- _Given request_
Copy every one of the records below line for line. Leave the pictures out of your copy.

Records pointing to objects in photos
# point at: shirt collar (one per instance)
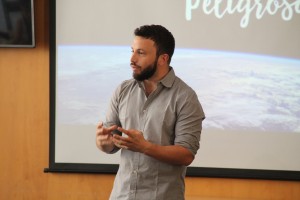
(167, 81)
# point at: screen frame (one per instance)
(113, 168)
(32, 36)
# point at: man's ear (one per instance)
(163, 59)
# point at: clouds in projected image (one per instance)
(238, 91)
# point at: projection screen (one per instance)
(241, 57)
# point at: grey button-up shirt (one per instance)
(171, 115)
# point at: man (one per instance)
(156, 121)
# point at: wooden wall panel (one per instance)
(24, 131)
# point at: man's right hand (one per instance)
(104, 137)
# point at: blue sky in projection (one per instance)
(237, 91)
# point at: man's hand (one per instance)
(104, 137)
(134, 142)
(172, 154)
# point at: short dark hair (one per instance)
(163, 39)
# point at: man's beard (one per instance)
(147, 72)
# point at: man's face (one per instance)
(143, 60)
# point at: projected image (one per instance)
(239, 91)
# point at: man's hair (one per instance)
(163, 39)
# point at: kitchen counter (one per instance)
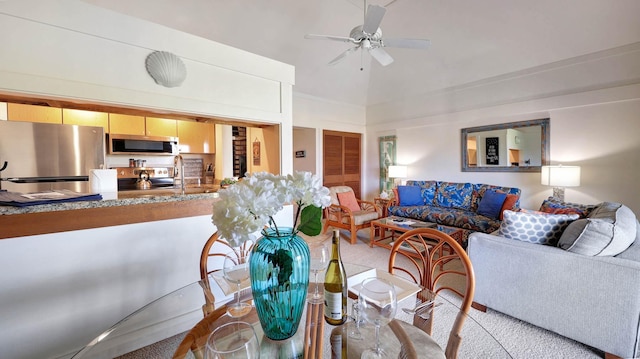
(130, 207)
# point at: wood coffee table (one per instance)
(396, 225)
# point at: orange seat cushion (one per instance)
(348, 199)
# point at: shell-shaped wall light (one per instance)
(166, 68)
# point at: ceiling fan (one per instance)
(368, 36)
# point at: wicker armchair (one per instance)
(352, 216)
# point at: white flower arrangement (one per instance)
(248, 206)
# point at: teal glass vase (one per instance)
(279, 267)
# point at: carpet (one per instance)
(521, 340)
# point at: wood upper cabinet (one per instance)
(140, 125)
(156, 126)
(126, 124)
(33, 113)
(196, 137)
(85, 118)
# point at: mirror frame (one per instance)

- _Reply to the exercise_
# point at: shirt collar (one per instance)
(167, 81)
# point at: screen frame (one per instance)
(113, 168)
(32, 36)
# point at: man's ear (one per instance)
(163, 59)
# point at: clouds in projected image (one per instance)
(238, 91)
# point at: projection screen (one per instance)
(241, 57)
# point at: grey button-up shirt (one per instance)
(171, 115)
# point at: man (one per instance)
(156, 121)
# point at: wooden wall panel (one per instance)
(24, 131)
# point at: man's right hand (one per instance)
(104, 137)
# point at: blue sky in projection (one per instance)
(237, 91)
# point at: man's hand (one per instance)
(104, 137)
(134, 142)
(172, 154)
# point at: short dark hair (one per instance)
(163, 39)
# point at: man's beard (one per instance)
(147, 72)
# point at: man's face (one per instance)
(143, 60)
# point at: projected image (one per instance)
(239, 91)
# point at: man's hair (one per instance)
(163, 39)
# point at: kitchen counter (one per instance)
(130, 207)
# point at: wood coffee table (one per instance)
(396, 225)
# point at: orange seat cushion (one per instance)
(348, 199)
# point at: shell-shaped wall light (one per instance)
(166, 68)
# point at: ceiling fan (one per instance)
(368, 36)
# point at: wicker armchair (one per instance)
(352, 216)
# point at: white flower arrangement (one per instance)
(248, 206)
# point at: teal glass vase (one per instance)
(279, 267)
# point at: carpet (one per instance)
(521, 340)
# point at: wood upper cabinet (one per instance)
(140, 125)
(156, 126)
(126, 124)
(33, 113)
(196, 137)
(85, 118)
# point at: mirror frame (one per instance)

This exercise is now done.